(SUPPLIED MATERIAL begins)

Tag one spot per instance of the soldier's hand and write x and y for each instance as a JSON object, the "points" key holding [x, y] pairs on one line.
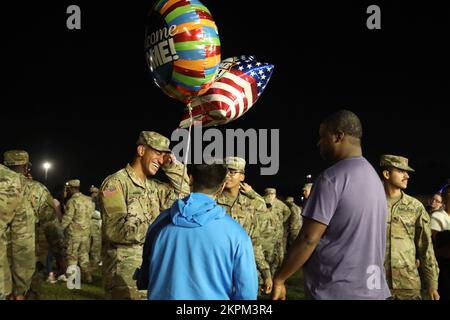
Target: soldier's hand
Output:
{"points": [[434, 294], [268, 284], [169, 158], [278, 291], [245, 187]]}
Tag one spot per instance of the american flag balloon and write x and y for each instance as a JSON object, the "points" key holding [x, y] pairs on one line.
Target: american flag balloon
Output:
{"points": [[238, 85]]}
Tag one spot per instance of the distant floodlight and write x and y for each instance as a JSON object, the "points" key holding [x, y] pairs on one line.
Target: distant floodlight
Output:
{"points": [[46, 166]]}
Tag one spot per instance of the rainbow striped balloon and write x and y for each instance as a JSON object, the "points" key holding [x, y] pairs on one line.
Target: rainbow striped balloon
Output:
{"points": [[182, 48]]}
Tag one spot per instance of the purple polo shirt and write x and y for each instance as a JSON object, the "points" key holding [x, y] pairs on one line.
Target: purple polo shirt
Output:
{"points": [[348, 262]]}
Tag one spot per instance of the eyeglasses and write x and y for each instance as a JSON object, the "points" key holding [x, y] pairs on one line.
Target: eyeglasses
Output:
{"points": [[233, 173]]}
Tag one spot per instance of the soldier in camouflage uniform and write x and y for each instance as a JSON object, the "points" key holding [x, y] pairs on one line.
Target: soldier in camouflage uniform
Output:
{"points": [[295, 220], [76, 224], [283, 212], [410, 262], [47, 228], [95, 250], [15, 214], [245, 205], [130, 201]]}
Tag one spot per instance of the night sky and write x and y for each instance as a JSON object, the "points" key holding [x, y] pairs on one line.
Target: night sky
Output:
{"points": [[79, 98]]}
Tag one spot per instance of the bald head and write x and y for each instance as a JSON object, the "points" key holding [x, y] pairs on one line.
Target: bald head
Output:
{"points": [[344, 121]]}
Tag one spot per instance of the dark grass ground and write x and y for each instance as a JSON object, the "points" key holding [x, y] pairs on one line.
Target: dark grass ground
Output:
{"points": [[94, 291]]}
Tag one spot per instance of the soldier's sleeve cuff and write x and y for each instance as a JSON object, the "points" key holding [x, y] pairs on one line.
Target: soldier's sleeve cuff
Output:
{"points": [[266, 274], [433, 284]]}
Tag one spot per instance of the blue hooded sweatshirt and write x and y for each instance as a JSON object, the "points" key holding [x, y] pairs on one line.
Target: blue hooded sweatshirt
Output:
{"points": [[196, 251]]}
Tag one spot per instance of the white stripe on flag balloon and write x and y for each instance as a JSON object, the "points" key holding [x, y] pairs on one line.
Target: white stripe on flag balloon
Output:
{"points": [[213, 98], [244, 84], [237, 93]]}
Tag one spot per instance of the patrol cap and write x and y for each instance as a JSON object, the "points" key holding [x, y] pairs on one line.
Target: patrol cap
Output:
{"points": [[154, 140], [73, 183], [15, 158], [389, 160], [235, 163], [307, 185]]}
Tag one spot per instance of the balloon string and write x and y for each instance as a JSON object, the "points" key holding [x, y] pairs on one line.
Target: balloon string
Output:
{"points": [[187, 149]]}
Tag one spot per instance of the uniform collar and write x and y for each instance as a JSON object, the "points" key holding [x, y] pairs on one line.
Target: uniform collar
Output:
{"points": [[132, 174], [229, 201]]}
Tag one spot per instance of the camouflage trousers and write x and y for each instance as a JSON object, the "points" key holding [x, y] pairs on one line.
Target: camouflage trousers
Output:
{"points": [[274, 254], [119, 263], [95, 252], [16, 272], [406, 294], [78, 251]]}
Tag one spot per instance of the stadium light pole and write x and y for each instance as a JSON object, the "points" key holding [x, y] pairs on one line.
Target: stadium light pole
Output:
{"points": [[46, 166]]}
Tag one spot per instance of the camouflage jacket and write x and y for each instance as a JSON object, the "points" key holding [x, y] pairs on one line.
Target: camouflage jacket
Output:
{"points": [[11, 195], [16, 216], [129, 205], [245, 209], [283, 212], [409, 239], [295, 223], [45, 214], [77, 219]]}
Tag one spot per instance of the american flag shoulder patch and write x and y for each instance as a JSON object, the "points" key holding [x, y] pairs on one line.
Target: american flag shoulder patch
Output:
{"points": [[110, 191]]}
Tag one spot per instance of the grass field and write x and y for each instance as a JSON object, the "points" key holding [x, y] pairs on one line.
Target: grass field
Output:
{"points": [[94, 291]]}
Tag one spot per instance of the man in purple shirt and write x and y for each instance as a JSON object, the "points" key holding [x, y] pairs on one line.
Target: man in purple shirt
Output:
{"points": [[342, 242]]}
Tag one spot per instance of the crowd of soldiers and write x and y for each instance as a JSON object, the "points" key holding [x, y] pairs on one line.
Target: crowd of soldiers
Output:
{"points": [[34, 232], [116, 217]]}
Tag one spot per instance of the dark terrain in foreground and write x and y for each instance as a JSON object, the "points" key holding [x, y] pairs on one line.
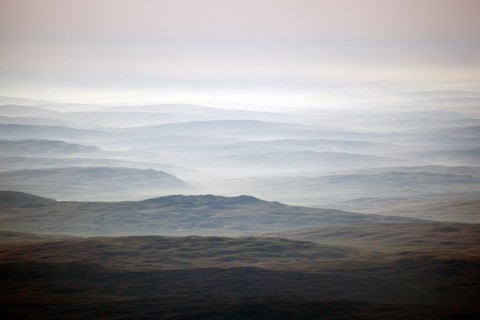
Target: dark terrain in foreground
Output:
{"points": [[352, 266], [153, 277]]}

(SUPPLIED MATERIAL ends)

WHAT IS BEING ASKED
Please copy exactly the lines from the one containing "Tag one spot per instance of the man" through the last line of the records above, both included, and leave out any pictures.

EXPECTED ANSWER
Tag one spot per instance of the man in purple shirt and write x and y for each instance as a JSON object, the "points" key holding [x, y] pairs on one line.
Target: man in purple shirt
Output:
{"points": [[342, 242]]}
Tag one spot per instance of the crowd of soldiers and write x and y for each instance as a JSON object, the "points" key holding [x, y] pairs on one line.
Target: crowd of soldiers
Output:
{"points": [[34, 232], [116, 217]]}
Tag one spot per instance of the dark terrain in foreground and write x and y for each instance as a JSON object, the "points" key holding [x, y] pairs on one line.
Target: dark terrain in foreground
Output:
{"points": [[352, 266], [153, 277]]}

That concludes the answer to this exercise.